Image entries on named regions:
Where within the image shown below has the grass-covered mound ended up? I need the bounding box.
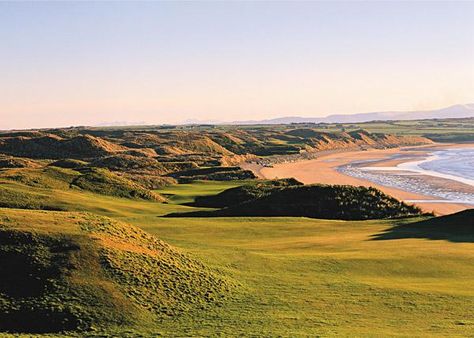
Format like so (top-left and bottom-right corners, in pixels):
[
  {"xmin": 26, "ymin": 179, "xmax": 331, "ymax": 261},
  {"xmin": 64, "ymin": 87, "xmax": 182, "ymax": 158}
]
[
  {"xmin": 170, "ymin": 184, "xmax": 421, "ymax": 220},
  {"xmin": 0, "ymin": 181, "xmax": 63, "ymax": 210},
  {"xmin": 50, "ymin": 158, "xmax": 88, "ymax": 169},
  {"xmin": 0, "ymin": 166, "xmax": 167, "ymax": 202},
  {"xmin": 0, "ymin": 209, "xmax": 234, "ymax": 333},
  {"xmin": 91, "ymin": 154, "xmax": 167, "ymax": 175},
  {"xmin": 71, "ymin": 168, "xmax": 165, "ymax": 201},
  {"xmin": 374, "ymin": 209, "xmax": 474, "ymax": 243},
  {"xmin": 170, "ymin": 167, "xmax": 256, "ymax": 183},
  {"xmin": 0, "ymin": 156, "xmax": 42, "ymax": 169},
  {"xmin": 190, "ymin": 178, "xmax": 303, "ymax": 208},
  {"xmin": 0, "ymin": 134, "xmax": 127, "ymax": 159}
]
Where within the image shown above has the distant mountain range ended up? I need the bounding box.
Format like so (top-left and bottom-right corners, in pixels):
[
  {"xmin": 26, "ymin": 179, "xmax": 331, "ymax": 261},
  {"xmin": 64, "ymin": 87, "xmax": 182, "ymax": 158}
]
[
  {"xmin": 184, "ymin": 103, "xmax": 474, "ymax": 125},
  {"xmin": 231, "ymin": 103, "xmax": 474, "ymax": 124}
]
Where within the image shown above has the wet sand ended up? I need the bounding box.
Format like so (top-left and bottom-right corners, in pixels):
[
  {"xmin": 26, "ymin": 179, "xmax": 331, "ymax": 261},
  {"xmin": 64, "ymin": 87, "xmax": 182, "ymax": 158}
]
[{"xmin": 243, "ymin": 144, "xmax": 474, "ymax": 215}]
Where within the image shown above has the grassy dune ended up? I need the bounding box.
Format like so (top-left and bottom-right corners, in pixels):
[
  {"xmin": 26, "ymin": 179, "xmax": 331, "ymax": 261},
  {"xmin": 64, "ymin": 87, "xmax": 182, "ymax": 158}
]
[{"xmin": 0, "ymin": 182, "xmax": 474, "ymax": 337}]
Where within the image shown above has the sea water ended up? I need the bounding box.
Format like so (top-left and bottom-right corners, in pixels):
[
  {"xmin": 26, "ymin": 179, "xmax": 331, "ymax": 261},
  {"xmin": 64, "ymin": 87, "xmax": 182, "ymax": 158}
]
[{"xmin": 338, "ymin": 148, "xmax": 474, "ymax": 205}]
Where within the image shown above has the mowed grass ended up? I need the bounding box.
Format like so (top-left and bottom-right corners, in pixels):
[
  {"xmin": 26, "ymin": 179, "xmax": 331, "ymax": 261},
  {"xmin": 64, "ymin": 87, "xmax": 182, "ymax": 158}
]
[{"xmin": 0, "ymin": 182, "xmax": 474, "ymax": 337}]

:: Set problem ::
Could you reproduce, word for word, every line from the one containing "Where within the image shown above has the mowed" through the end of the material above, both ends included?

:: Finished exercise ::
Where within the image shown above has the mowed grass ended up? I need the bounding box.
Format like so (top-left and bottom-right corners, in pixels):
[
  {"xmin": 26, "ymin": 179, "xmax": 331, "ymax": 261},
  {"xmin": 64, "ymin": 87, "xmax": 182, "ymax": 158}
]
[{"xmin": 0, "ymin": 182, "xmax": 474, "ymax": 337}]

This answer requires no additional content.